From the data below, retype exactly the lines starting with the one that contains "positive clicks: (118, 511)" and ending with the one that contains "489L105 545L123 562L133", both included.

━━━━━ DATASET EXTRACT ━━━━━

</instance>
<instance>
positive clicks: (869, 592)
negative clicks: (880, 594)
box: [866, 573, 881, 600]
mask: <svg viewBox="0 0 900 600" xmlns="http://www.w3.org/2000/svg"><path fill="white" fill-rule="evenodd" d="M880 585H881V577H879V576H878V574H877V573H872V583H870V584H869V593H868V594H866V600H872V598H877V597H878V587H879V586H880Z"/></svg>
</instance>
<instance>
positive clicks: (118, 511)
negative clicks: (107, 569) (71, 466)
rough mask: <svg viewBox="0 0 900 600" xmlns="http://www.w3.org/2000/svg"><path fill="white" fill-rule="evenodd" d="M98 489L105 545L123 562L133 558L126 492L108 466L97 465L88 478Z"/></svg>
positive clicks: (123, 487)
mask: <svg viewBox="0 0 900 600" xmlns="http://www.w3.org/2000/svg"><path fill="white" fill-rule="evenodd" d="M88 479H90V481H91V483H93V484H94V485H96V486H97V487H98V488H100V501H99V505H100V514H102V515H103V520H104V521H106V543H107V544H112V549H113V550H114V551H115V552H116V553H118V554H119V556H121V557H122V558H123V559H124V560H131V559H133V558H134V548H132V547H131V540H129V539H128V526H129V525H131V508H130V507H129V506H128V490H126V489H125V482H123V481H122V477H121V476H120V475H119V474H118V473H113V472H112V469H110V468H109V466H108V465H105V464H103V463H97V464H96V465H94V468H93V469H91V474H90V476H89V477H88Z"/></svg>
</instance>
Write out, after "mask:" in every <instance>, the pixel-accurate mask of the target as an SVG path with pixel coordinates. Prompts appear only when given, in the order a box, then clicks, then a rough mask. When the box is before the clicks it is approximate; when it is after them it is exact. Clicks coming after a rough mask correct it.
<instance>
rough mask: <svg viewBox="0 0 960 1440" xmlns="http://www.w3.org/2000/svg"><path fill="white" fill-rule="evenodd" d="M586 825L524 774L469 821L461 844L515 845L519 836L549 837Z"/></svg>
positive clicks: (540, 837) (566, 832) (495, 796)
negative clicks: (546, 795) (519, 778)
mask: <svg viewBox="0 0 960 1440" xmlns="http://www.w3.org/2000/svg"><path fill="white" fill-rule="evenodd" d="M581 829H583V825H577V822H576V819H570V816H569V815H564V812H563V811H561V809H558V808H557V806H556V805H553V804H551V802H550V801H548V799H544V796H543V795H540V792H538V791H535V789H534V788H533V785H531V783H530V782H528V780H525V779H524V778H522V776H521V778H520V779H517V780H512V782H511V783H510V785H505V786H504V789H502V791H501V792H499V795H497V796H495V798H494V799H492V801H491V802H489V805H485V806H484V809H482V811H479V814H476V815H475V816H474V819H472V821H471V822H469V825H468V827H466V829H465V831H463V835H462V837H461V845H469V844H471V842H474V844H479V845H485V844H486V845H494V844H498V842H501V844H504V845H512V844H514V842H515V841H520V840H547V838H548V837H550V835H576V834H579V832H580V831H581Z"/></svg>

━━━━━

SOLUTION TO THIS EXERCISE:
positive clicks: (118, 511)
negative clicks: (107, 569) (71, 466)
rough mask: <svg viewBox="0 0 900 600" xmlns="http://www.w3.org/2000/svg"><path fill="white" fill-rule="evenodd" d="M98 489L105 545L123 562L133 558L126 492L108 466L97 465L88 478Z"/></svg>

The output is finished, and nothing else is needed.